- _EXERCISE_
Reproduce all entries below verbatim. Skip the pictures.

- _SOURCE MATERIAL_

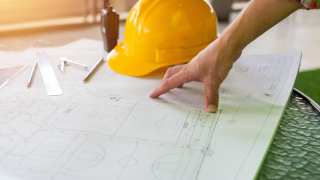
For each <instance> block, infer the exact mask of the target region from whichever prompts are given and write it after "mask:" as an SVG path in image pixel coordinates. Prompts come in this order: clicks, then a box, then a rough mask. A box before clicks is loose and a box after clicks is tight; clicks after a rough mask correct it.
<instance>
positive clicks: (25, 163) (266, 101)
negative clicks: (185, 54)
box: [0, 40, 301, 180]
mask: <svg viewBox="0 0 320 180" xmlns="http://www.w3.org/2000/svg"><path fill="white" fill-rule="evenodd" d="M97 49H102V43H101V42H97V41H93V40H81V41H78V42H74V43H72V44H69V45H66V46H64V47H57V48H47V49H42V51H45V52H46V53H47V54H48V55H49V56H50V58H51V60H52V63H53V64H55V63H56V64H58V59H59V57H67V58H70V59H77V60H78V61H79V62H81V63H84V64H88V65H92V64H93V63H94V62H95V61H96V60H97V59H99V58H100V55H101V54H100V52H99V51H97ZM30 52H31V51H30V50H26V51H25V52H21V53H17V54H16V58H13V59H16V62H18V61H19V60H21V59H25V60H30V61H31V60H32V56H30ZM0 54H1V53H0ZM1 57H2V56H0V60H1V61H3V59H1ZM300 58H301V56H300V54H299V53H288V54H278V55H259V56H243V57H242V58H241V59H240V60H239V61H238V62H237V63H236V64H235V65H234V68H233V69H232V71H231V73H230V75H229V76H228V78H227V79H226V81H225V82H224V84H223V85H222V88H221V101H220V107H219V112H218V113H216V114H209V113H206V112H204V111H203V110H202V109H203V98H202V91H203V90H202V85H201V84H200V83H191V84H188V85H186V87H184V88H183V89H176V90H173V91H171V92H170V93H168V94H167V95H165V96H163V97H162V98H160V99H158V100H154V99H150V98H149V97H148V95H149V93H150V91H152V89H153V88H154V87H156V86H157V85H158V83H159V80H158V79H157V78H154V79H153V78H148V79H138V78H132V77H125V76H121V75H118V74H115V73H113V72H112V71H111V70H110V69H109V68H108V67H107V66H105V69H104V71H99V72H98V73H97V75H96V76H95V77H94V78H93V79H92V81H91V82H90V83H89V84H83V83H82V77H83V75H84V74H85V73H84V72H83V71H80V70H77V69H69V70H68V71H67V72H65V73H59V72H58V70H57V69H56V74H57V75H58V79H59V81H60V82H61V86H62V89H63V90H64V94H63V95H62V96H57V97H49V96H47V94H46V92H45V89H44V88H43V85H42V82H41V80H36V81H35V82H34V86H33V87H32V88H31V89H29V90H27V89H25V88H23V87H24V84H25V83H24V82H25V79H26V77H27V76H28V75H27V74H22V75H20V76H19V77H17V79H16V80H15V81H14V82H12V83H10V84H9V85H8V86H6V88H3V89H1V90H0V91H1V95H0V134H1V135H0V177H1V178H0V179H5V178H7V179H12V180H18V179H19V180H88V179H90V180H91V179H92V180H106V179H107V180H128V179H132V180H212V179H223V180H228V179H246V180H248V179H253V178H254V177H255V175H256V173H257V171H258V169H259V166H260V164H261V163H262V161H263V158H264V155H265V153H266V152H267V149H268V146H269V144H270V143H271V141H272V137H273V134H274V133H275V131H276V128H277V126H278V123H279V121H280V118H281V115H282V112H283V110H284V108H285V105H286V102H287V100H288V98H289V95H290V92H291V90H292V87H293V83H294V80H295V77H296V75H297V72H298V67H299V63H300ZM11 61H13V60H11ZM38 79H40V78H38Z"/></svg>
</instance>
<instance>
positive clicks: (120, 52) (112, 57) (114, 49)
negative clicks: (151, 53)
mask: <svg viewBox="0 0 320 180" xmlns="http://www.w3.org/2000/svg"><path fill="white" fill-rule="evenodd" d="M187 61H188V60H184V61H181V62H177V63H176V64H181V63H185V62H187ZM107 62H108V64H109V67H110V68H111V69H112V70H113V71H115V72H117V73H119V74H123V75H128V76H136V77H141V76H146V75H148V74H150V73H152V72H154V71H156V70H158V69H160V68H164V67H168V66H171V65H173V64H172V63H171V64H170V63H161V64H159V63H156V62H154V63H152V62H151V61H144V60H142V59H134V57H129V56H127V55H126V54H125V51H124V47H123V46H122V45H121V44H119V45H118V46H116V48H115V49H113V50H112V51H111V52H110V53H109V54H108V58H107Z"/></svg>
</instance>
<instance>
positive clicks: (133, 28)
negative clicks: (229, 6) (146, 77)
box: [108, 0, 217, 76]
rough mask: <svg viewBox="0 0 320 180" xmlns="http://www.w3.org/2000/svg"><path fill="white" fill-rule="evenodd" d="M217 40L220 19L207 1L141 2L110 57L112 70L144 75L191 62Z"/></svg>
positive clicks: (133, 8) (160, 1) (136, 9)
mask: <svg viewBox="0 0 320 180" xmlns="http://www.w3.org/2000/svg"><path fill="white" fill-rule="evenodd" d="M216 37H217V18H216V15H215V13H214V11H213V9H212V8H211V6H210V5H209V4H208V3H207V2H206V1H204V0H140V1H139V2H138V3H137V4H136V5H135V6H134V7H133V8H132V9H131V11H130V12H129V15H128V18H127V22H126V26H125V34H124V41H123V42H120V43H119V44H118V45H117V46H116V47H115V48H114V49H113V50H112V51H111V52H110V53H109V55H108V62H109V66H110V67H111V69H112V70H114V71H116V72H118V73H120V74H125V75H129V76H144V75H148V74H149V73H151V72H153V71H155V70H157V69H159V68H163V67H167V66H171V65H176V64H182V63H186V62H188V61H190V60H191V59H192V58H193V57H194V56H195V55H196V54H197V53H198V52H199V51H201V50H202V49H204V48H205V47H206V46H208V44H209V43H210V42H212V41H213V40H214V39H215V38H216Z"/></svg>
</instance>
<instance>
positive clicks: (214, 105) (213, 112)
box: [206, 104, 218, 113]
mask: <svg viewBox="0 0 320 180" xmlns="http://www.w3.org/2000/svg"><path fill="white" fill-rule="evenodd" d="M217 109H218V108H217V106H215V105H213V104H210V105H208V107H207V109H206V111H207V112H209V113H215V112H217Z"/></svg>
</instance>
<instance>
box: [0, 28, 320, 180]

- _THE ANSWER_
For each <instance> block, infer the exact mask of the target region from whichever prompts are given and write it after "mask:" as an SVG path in image pixel coordinates. Prompts come in this order: clicks, then a box, then a rough mask. A box before clicks is loose and a box after clicks is tight; clicks after a rough mask correct it.
<instance>
positive clicks: (25, 163) (266, 101)
negative clicks: (185, 54)
box: [0, 40, 301, 180]
mask: <svg viewBox="0 0 320 180" xmlns="http://www.w3.org/2000/svg"><path fill="white" fill-rule="evenodd" d="M97 49H102V43H101V42H97V41H93V40H81V41H78V42H74V43H72V44H69V45H66V46H64V47H57V48H47V49H42V51H45V52H46V53H47V54H48V55H49V56H50V58H51V60H52V63H53V64H55V63H56V64H58V59H59V57H67V58H70V59H77V60H78V61H79V62H81V63H84V64H88V65H92V64H93V63H94V62H95V61H96V60H97V59H99V58H100V55H101V54H100V52H99V51H97ZM30 52H31V51H30V50H26V51H25V52H21V53H17V54H16V58H13V59H16V62H18V61H19V60H21V59H25V60H30V61H31V60H32V56H30ZM0 54H1V53H0ZM1 57H2V56H0V60H1V61H3V59H1ZM300 58H301V56H300V54H299V53H288V54H278V55H259V56H243V57H242V58H241V59H240V60H239V61H238V62H237V63H236V64H235V65H234V68H233V69H232V71H231V73H230V75H229V76H228V78H227V79H226V81H225V82H224V84H223V85H222V88H221V101H220V107H219V112H218V113H216V114H209V113H206V112H204V111H203V110H202V109H203V98H202V91H203V90H202V85H201V84H200V83H191V84H188V85H186V87H184V88H183V89H176V90H173V91H171V92H170V93H168V94H167V95H165V96H163V97H162V98H160V99H158V100H154V99H150V98H149V97H148V95H149V93H150V91H152V89H153V88H154V87H156V86H157V85H158V83H159V80H158V79H157V78H154V79H153V78H148V79H138V78H132V77H125V76H121V75H118V74H115V73H113V72H112V71H111V70H110V69H109V68H108V67H107V66H105V69H104V71H99V72H98V73H97V75H96V76H95V77H94V78H93V79H92V81H91V82H90V83H89V84H83V83H82V77H83V75H84V74H85V73H84V72H83V71H80V70H77V69H69V70H68V71H67V72H65V73H59V72H58V70H57V69H56V74H57V75H58V79H59V81H60V82H61V86H62V89H63V90H64V94H63V95H62V96H57V97H49V96H47V94H46V92H45V89H44V88H43V85H42V82H41V80H36V81H35V82H34V86H33V87H32V88H31V89H29V90H27V89H25V88H23V87H24V84H25V83H24V82H25V79H26V77H27V76H28V75H27V74H22V75H20V76H19V77H17V79H16V80H15V81H14V82H12V83H10V84H9V85H8V86H6V88H3V89H1V90H0V91H1V95H0V134H1V135H0V177H1V178H0V179H5V178H7V179H12V180H18V179H19V180H88V179H90V180H91V179H92V180H106V179H107V180H128V179H132V180H212V179H223V180H228V179H246V180H248V179H253V178H254V177H255V175H256V173H257V171H258V169H259V166H260V164H261V163H262V161H263V158H264V155H265V153H266V152H267V149H268V146H269V144H270V143H271V141H272V137H273V134H274V133H275V131H276V128H277V126H278V123H279V121H280V118H281V115H282V112H283V110H284V108H285V105H286V102H287V100H288V98H289V95H290V92H291V90H292V87H293V83H294V80H295V77H296V75H297V72H298V67H299V63H300ZM11 61H13V60H11ZM38 79H40V78H38Z"/></svg>
</instance>
<instance>
positive clicks: (120, 52) (112, 57) (114, 49)
negative clicks: (151, 53)
mask: <svg viewBox="0 0 320 180" xmlns="http://www.w3.org/2000/svg"><path fill="white" fill-rule="evenodd" d="M187 61H188V60H184V61H181V62H177V63H176V64H181V63H185V62H187ZM107 62H108V64H109V67H110V68H111V69H112V70H113V71H115V72H117V73H119V74H123V75H128V76H136V77H141V76H146V75H148V74H150V73H152V72H154V71H156V70H158V69H160V68H164V67H168V66H171V65H173V64H172V63H171V64H170V63H161V64H159V63H156V62H154V63H152V62H151V61H144V60H142V59H134V57H129V56H127V55H126V54H125V51H124V47H123V46H122V45H121V44H119V45H118V46H116V48H115V49H113V50H112V51H111V52H110V53H109V54H108V58H107Z"/></svg>
</instance>
<instance>
positive clicks: (133, 28)
negative clicks: (229, 6) (146, 77)
box: [108, 0, 217, 76]
rough mask: <svg viewBox="0 0 320 180" xmlns="http://www.w3.org/2000/svg"><path fill="white" fill-rule="evenodd" d="M217 40L220 19L207 1L141 2L110 57L112 70L144 75L191 62Z"/></svg>
positive clicks: (133, 8) (160, 1) (136, 9)
mask: <svg viewBox="0 0 320 180" xmlns="http://www.w3.org/2000/svg"><path fill="white" fill-rule="evenodd" d="M216 37H217V18H216V15H215V13H214V11H213V9H212V8H211V6H210V5H209V4H208V3H207V2H206V1H204V0H140V1H139V2H138V3H137V4H136V5H135V6H134V7H133V8H132V9H131V11H130V12H129V15H128V18H127V22H126V26H125V34H124V41H123V42H120V43H119V44H118V45H117V46H116V47H115V48H114V49H113V50H112V51H111V52H110V53H109V55H108V62H109V66H110V67H111V69H112V70H114V71H116V72H118V73H120V74H125V75H129V76H144V75H148V74H149V73H151V72H153V71H155V70H157V69H159V68H163V67H167V66H171V65H176V64H182V63H186V62H188V61H190V60H191V59H192V58H193V57H194V56H195V55H196V54H197V53H198V52H199V51H201V50H202V49H204V48H205V47H206V46H208V44H209V43H210V42H212V41H213V40H214V39H215V38H216Z"/></svg>
</instance>
<instance>
positive clicks: (214, 105) (213, 112)
box: [206, 104, 218, 113]
mask: <svg viewBox="0 0 320 180" xmlns="http://www.w3.org/2000/svg"><path fill="white" fill-rule="evenodd" d="M217 109H218V108H217V106H215V105H213V104H210V105H208V107H207V109H206V111H207V112H209V113H215V112H217Z"/></svg>
</instance>
<instance>
box: [0, 28, 320, 180]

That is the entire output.